Our combination of exceptional video quality and bandwidth efficiency is increasingly valued and enabled in competitive ways.
While customers are generally still struggling to find the right business model necessary to justify volume investments in multi-screen and over the top capabilities, when they are investing, our increasingly strong product set is enabling us to gain share.
And regarding market share, my prior comment about the opportunities presented by the evolving competitive environment is equally valid in the US as it is overseas.
So staying with this theme of new media, and turning now to Slide 6, I'd like to briefly highlight ways Harmonic demonstrated industry leadership during the quarter to our customer partnerships to bring coverage of the 2012 London Olympics to the world, to thousands of networks, and to millions of screens.
As was previously announced in separate press releases, our technology was at the heart of the media work flows of a number of companies, including the BBC and Virgin Media in the UK, and NBC here in the US.
In particular, our MediaGrid shared storage solution was deployed to enable editing in live production environments.
Our Electra encoder was widely deployed around the globe for super high quality widescreen HD services.
And our ProMedia suite of software based video processing products were widely deployed for both live multi screen delivery, and off line file transcoding for on demand access to the events.

[Point placement records]
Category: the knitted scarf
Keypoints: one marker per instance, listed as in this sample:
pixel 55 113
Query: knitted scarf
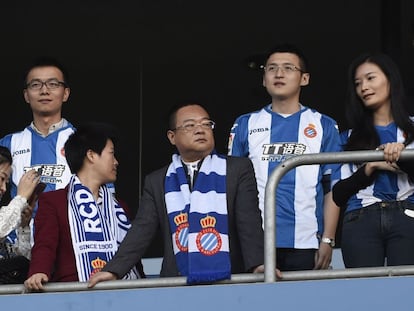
pixel 96 231
pixel 198 220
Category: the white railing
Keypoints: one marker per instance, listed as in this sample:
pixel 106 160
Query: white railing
pixel 269 237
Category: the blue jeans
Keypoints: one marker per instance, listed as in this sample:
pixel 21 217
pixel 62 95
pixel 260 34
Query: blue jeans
pixel 293 259
pixel 378 234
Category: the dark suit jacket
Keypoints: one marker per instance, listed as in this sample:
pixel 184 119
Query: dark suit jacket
pixel 245 223
pixel 52 252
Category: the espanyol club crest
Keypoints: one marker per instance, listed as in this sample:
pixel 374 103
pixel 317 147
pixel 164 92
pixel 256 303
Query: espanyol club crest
pixel 208 239
pixel 310 131
pixel 181 233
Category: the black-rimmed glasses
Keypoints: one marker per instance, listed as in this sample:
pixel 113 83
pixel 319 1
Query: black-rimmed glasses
pixel 190 126
pixel 286 68
pixel 51 84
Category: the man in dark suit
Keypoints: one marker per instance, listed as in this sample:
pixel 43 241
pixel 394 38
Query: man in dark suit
pixel 199 196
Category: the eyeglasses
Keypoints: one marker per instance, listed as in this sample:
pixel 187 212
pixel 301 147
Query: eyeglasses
pixel 286 68
pixel 51 84
pixel 190 126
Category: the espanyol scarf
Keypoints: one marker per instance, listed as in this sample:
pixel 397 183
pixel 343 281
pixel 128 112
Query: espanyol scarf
pixel 96 231
pixel 198 220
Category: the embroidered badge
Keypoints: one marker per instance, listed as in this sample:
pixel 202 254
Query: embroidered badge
pixel 208 239
pixel 181 233
pixel 310 131
pixel 97 265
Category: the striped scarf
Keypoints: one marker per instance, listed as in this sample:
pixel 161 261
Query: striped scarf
pixel 96 231
pixel 198 220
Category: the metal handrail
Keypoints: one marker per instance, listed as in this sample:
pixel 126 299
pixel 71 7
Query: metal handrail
pixel 282 169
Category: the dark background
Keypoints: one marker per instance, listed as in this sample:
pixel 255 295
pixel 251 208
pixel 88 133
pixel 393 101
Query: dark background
pixel 129 61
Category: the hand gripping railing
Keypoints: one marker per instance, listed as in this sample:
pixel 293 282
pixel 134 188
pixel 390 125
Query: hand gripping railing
pixel 282 169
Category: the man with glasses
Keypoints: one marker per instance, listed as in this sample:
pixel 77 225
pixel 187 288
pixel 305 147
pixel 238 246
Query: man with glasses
pixel 210 220
pixel 306 217
pixel 39 146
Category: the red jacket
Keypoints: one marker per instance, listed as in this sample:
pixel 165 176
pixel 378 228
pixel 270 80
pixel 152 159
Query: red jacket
pixel 52 252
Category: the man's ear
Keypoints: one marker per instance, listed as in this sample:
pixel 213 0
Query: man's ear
pixel 171 137
pixel 90 155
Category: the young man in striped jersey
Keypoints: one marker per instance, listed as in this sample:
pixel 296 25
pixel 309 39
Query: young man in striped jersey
pixel 306 217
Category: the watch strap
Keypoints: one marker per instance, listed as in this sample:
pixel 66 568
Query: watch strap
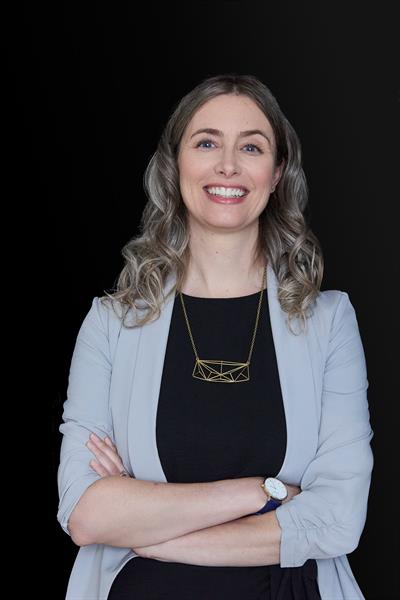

__Written task 1__.
Update the Harmonic remarks between "As was previously" and "widescreen HD services.", inclusive, changing "shared storage solution" to "central storage platform".
__Written task 2__.
Continue the Harmonic remarks, picking up after their final sentence.

__Written reply 1__.
As was previously announced in separate press releases, our technology was at the heart of the media work flows of a number of companies, including the BBC and Virgin Media in the UK, and NBC here in the US.
In particular, our MediaGrid central storage platform was deployed to enable editing in live production environments.
Our Electra encoder was widely deployed around the globe for super high quality widescreen HD services.

__Written reply 2__.
Our work also included an important industry first.
The first live public trial of the new MPEG-DASH adaptive bitrate streaming stamp, enabling the public broadcaster BRT in Belgium to deliver high quality Olympic experience to its customers' personal devices.
So, let us turn now to Slide 7, where our strengthening industry leadership has also been recently recognized by a series of meaningful awards, including CSI's best mobile TV technology award for our ProMedia suite, TV Technology Europe's STAR award for our powerful new ProMedia Xpress transcoding appliance, three BTR Diamond Technology awards, given at the recent SCTE cable show in Orlando, and our second Emmy, to be formally awarded at CES in January for our work on the development and commercialization of digital local cable ad insertion.
And while awards don't pay bills, they do send a clear message to our customers and partners that Harmonic is a uniquely focussed, innovative and capable industry leader and business partner.
In regarding technology innovation, Harmonic has continued to invest quite heavily in new technology and products, despite the challenging macroeconomic environment that has impacted our top line this year.
We've continued to invest because we strongly believe there are several coming technology disruptions that we are uniquely positioned to lead and benefit from over the next several years.
So to finish up the discussion here, I'd like to highlight a couple of the initiatives we're investing in that we believe are going to be significant growth drivers for our business.
So with that, now turning to Slide 8, the first major investment area emerging growth driver I'd like to discuss is the Cable Edge in CCAP.
CCAP, or Converged Cable Access Platform, is the convergence of the video and high speed data edge into a common platform, massively increasing cable head in efficiency and density, and therefore making transition in this technology a high priority customer initiative for the foreseeable future.
From a business perspective, this convergence combines the addressable markets for the Cable Edge QAM and T-MTS into one, significantly expanding the revenue opportunity for Harmonic, and making our anticipated early market entry with a true CCAP-compliant platform, a meaningful competitive advantage.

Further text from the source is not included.